# Texto citado
"""
El término no es nada inocente;
su utilización arrastra una tácita condena: habría una violencia legítima -la
que puede ejercer un Estado contra otro, o la que ejerce contra insurrectos que
se alzan contra el orden constituido-, y una violencia no legítima a la que le
cabe el mote -profundamente despectivo- de “terrorismo”.
Marcelo Colussi / Especial para Con Nuestra América
Desde
Ciudad de Guatemala
I
Desde hace ya unas décadas,
hacia fines del siglo XX, fue estableciéndose como una táctica militar un tipo
amplio y difuso de acciones al que se le ha dado el impreciso nombre de
“terrorismo”. Quienes otorgan ese nombre (instituciones oficialmente
constituidas) tienen una idea determinada de lo que entienden por él; pero
quienes lo reciben, en realidad jamás se autodefinen como “terroristas”.
Además, si bien puede haber grandes diferencias entre los que así son
designados (partidos políticos de izquierda, movimientos sociales, grupos de
acción armada, etc.), ninguno de ellos se reconoce como “señor del terror”
sino, en todo caso, luchador social. Con lo que vemos que es muy difuso el
término, equívoco, hasta incluso: engañoso. En verdad ¿quién es “terrorista”?
¿Qué significa con precisión ser un “terrorista”?
Siendo estrictos, no hay una
definición unívoca del término. En todo caso, puede advertirse desde el inicio
que su nombre mismo ya presenta una carga negativa: evoca el terror. Pero eso,
lo sabemos, es excesivamente amplio: puede entrar allí desde una amenaza de
bomba hasta un desequilibrado mental que asesina en serie, una broma de mal
gusto o una muchedumbre enardecida que se permite linchar a alguien. Un acto
terrorista, por tanto, más que significado político -según la lógica con que
usualmente se usa en Occidente- es sinónimo de salvajismo. Carga que no tiene,
por ejemplo, la llamada guerra convencional. Quien mata en guerra es un héroe.
Más aún: se le premia, es un héroe de la patria, se le puede llegar a
inmortalizar. Ninguna bomba inteligente de alta tecnología es asesina, es
terrorista, pero sí lo son, por ejemplo, quienes resisten a la ocupación
estadounidense en Irak, o quienes bloquean una carretera pidiendo alguna
reivindicación.
¿Tiene sentido eso, o se trata
sólo de un discurso de dominación, un ejercicio de poder? En un Manual de
Entrenamiento Militar de la Escuela de las Américas de Estados Unidos puede
leerse como una sana recomendación para sus alumnos, por ejemplo, “aplicar torturas, chantaje, extorsión y pago
de recompensa por enemigos muertos”. ¿Eso es guerra limpia o terrorismo? Y
más aún: ¿es posible que haya guerra limpia?
"""
# Tarea requerida 1
En el texto sobre el terrorismo, ¿de qué es sinónimo un acto terrorista según la lógica con que usualmente se usa el término en Occidente?
# Tarea requerida 2
Copia literalmente el fragmento del texto sobre el terrorismo que empieza en "sino, en todo" y termina en "es un héroe.".

# Segmento de datos
"""
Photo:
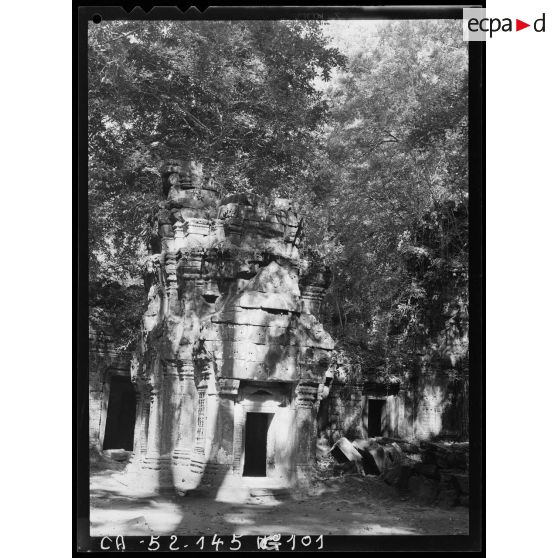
"""
# Respuesta 1
Es sinónimo de salvajismo.

# Respuesta 2
sino, en todo caso, luchador social. Con lo que vemos que es muy difuso el
término, equívoco, hasta incluso: engañoso. En verdad ¿quién es “terrorista”?
¿Qué significa con precisión ser un “terrorista”?
Siendo estrictos, no hay una
definición unívoca del término. En todo caso, puede advertirse desde el inicio
que su nombre mismo ya presenta una carga negativa: evoca el terror. Pero eso,
lo sabemos, es excesivamente amplio: puede entrar allí desde una amenaza de
bomba hasta un desequilibrado mental que asesina en serie, una broma de mal
gusto o una muchedumbre enardecida que se permite linchar a alguien. Un acto
terrorista, por tanto, más que significado político -según la lógica con que
usualmente se usa en Occidente- es sinónimo de salvajismo. Carga que no tiene,
por ejemplo, la llamada guerra convencional. Quien mata en guerra es un héroe.